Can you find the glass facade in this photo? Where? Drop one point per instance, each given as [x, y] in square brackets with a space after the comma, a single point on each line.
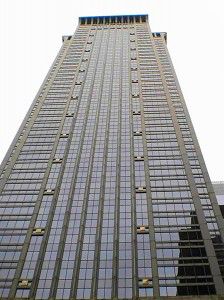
[104, 190]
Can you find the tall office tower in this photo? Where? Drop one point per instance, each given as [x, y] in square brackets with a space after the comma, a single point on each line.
[104, 190]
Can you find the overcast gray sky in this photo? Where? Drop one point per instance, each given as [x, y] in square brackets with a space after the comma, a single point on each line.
[31, 33]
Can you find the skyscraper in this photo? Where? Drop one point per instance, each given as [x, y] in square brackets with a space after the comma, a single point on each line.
[104, 190]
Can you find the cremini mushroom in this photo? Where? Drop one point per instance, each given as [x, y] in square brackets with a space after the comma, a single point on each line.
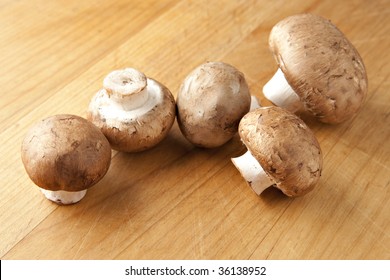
[210, 103]
[282, 152]
[65, 155]
[134, 112]
[320, 71]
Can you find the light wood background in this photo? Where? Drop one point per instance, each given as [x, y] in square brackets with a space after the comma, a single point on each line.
[176, 201]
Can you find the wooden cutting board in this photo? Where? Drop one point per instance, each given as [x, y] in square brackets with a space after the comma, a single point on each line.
[177, 201]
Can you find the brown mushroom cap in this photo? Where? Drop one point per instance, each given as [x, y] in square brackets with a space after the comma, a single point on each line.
[211, 101]
[65, 152]
[285, 148]
[139, 129]
[321, 66]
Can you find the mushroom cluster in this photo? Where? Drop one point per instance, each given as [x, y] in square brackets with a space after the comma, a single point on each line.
[319, 71]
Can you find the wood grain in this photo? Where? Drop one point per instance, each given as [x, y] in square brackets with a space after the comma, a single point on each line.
[176, 201]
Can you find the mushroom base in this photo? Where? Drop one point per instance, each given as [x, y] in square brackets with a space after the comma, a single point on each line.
[64, 197]
[279, 92]
[252, 172]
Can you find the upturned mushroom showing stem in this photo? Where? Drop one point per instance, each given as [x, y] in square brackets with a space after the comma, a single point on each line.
[253, 173]
[282, 152]
[320, 71]
[134, 112]
[211, 101]
[65, 155]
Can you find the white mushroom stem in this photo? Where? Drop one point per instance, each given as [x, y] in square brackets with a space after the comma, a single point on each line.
[127, 87]
[252, 172]
[254, 103]
[64, 197]
[280, 93]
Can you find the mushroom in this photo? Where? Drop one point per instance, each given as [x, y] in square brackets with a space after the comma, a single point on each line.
[134, 112]
[210, 103]
[320, 71]
[65, 155]
[281, 152]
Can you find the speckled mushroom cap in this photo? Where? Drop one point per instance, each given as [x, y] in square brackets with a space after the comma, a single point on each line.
[320, 65]
[65, 152]
[285, 148]
[211, 101]
[137, 129]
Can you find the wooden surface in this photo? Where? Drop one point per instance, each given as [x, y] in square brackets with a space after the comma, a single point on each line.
[176, 201]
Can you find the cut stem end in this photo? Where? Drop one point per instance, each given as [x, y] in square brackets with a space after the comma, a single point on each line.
[252, 172]
[279, 92]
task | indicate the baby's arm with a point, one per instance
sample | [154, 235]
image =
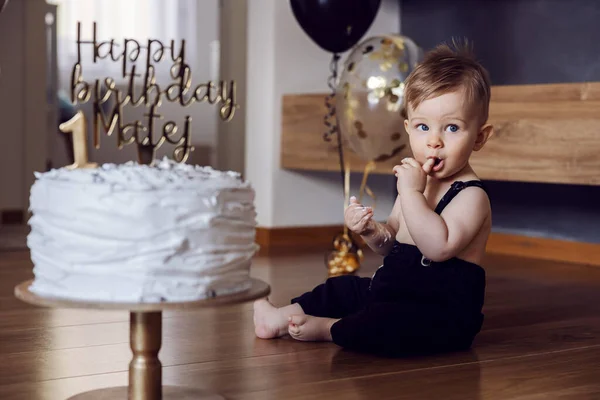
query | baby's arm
[379, 237]
[441, 237]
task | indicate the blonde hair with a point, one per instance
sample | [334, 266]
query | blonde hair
[447, 68]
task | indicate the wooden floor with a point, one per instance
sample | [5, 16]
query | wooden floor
[541, 340]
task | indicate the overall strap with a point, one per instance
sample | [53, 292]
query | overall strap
[455, 188]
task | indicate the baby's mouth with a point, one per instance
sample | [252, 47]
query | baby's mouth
[438, 164]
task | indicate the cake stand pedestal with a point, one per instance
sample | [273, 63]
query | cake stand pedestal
[145, 369]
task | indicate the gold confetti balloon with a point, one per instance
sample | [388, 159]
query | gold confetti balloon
[370, 94]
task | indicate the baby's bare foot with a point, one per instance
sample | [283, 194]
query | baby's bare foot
[309, 328]
[269, 321]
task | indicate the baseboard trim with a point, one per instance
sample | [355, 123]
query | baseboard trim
[291, 239]
[545, 248]
[12, 217]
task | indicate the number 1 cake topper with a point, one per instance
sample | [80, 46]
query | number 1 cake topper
[142, 88]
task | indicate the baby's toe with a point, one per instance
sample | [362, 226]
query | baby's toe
[298, 319]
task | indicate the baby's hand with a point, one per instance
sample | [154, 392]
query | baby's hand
[358, 217]
[412, 175]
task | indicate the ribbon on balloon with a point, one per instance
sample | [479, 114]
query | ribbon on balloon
[364, 108]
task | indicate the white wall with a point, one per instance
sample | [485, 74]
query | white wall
[23, 137]
[282, 59]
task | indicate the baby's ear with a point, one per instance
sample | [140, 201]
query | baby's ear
[483, 135]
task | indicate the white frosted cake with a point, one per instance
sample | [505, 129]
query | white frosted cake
[139, 233]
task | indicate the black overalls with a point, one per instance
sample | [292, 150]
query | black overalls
[410, 306]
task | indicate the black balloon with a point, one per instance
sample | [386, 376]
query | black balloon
[335, 25]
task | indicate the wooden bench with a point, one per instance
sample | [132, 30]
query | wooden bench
[548, 133]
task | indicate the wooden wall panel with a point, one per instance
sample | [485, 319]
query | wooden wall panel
[543, 133]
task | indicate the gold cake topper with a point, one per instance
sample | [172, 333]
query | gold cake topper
[151, 95]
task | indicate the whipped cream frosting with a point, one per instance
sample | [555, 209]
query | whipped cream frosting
[139, 233]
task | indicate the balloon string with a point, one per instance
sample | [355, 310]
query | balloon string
[331, 119]
[346, 193]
========================
» WHAT YOU HAVE TO DO
Print all of the records above word for word, leaving out the pictures.

» SOLUTION TO THE PROBLEM
Can you find the glass facade in this photo? Where? Drop one point per instance, each given as [x, y] in square brackets with a space after the comma, a single point on each line.
[104, 190]
Can you find the tall office tower in this photo? Where? Drop one point per instance, each given as [x, y] in square brackets with a space after the comma, a single point on each line.
[104, 190]
Can you find the overcast gray sky in this photo? Where? Drop one point per instance, each given as [x, y] in square brackets with a space after the comma, a single point on each line.
[31, 33]
Can you find the skyscraper in this photo? Where? Drop one point per instance, each given as [x, y] in square brackets with a space after the comma, a single point on each line.
[104, 190]
Can you find the cremini mushroom in this photo? Where? Drop one point per instance, each given as [x, y] in square brackets with a space after the comma, a single point on each line.
[210, 103]
[282, 152]
[65, 155]
[134, 112]
[320, 71]
Can you find the light wood background in this photo? Where? Drop one point per instance, each given as [x, y] in square brackets with a space after the comma, a single point on each line.
[176, 201]
Can you find the wooden cutting board in this photo? Where? Drop one point per instance, each given as [x, y] in square brackets with a space after the comma, a single point on each line.
[177, 201]
Can you find the brown mushroom cap in this photo? Where? Drop one point per instance, each given as [x, y] in square brackets with a space after the comma, a single point on each line.
[211, 101]
[65, 152]
[285, 148]
[139, 129]
[321, 66]
Can you find the mushroom cluster in this photo? Where? Drop one point per instance, each given as [x, y] in square brackets with a space after the comma, a single point on each line.
[319, 71]
Can you find the wood grain in this photo? Where? Drop one point per instance, each given as [x, y] in square brackets with a space after the comma, a single point on each line.
[176, 201]
Can you find the mushroom base in this photo? Where? Drop one point per instance, each given as [x, y] in square brackets with a space after the comma, a single point on each line.
[64, 197]
[279, 92]
[252, 172]
Can you find the upturned mushroom showing stem in this photo? Where? Drop one point per instance, each given as [x, y] in square brackets with a space after the comma, a single point on each line.
[253, 173]
[282, 152]
[320, 71]
[134, 112]
[211, 101]
[65, 155]
Can you find the white mushroom stem in this photo? Where? Drop one point per instance, each given as [x, y] in square brackets with a space after the comma, a single point on each line.
[127, 87]
[252, 172]
[254, 103]
[64, 197]
[280, 93]
Can you find the mushroom in this photo? Where? Drop one point per instance, each given as [x, y] in square brackets with a space after the comma, a single point on each line.
[134, 112]
[210, 103]
[320, 71]
[65, 155]
[281, 152]
Can you find the speckled mushroom cap in this photo? Where? Drop one point per instance, each given as [x, y] in square brackets with a space after the comma, a single point on each line.
[320, 65]
[65, 152]
[285, 148]
[211, 101]
[137, 129]
Can you find the wooden surface in this photo? Where? Drop one point per instance, each given as [x, y] in square brackets with a space after the comma, a single point on each line.
[176, 201]
Can you find the cut stem end in this photo? Where? Drop one point per instance, each given as [x, y] in square brackets with a space after the comma, a single point on each line.
[252, 172]
[279, 92]
task | indicate the baby's arm with a point, one per instance
sample | [154, 235]
image =
query | baby's arm
[379, 237]
[441, 237]
task | indicate the blonde hair with a point, one per instance
sample | [334, 266]
query | blonde hair
[447, 68]
task | indicate the wooden floor with a point, one per instance
sample | [5, 16]
query | wooden floor
[541, 340]
task | indicate the overall strap with a point, one per instance
sample | [53, 292]
query | overall strap
[455, 188]
task | indicate the baby's mouth with a point, one per instance
sample | [252, 47]
query | baby's mouth
[438, 164]
task | indicate the cake stand pedestal with a point, one per instance
sample | [273, 63]
query | cake stand pedestal
[145, 369]
task | indicate the gold confetti balloon with a point, one per instance
sample | [388, 159]
query | gold confetti balloon
[370, 94]
task | indicate the baby's bare foot with a point, one per instance
sample | [283, 194]
query | baby's bare foot
[309, 328]
[269, 321]
task | indicate the baseboard trim with a point, one per instance
sample | [355, 123]
query | baseboard trim
[291, 239]
[545, 248]
[12, 217]
task | indicate the number 1 cake topper with a point, one per instance
sample | [80, 46]
query | number 1 cake topper
[142, 88]
task | indicate the baby's toe with a point, one per instance
sample | [362, 226]
query | baby's toe
[298, 319]
task | indicate the baby's hand with a point, one per instance
sample | [154, 392]
query | baby's hand
[358, 217]
[412, 175]
task | indicate the ribbon on balloon with a point, one per instance
sample | [479, 114]
query | ribbon on balloon
[364, 108]
task | indicate the white wall with a point, one per instance
sample | [485, 74]
query | white wall
[23, 137]
[282, 59]
task | indicate the baby's ear with a point, one per instance
sample | [140, 201]
query | baby's ear
[483, 135]
task | indicate the white frosted cake with a point, one per instance
sample | [505, 129]
query | white frosted cake
[139, 233]
task | indicate the black overalls with a point, one per instance
sample | [292, 150]
query | black overalls
[410, 306]
task | indicate the black balloon with a point, one per instance
sample | [386, 376]
query | black balloon
[335, 25]
task | indicate the wooden bench with a point, one per instance
sample | [132, 30]
query | wooden bench
[548, 133]
task | indicate the wooden wall panel with a point, one per instance
sample | [485, 319]
query | wooden wall panel
[543, 133]
task | indicate the gold cake topper with a point, one per instance
sample | [172, 333]
query | gold cake topper
[151, 95]
task | indicate the whipped cream frosting with a point, one per instance
sample | [555, 209]
query | whipped cream frosting
[139, 233]
task | indicate the balloon string with a point, one per instance
sample | [355, 310]
query | balloon string
[331, 119]
[346, 193]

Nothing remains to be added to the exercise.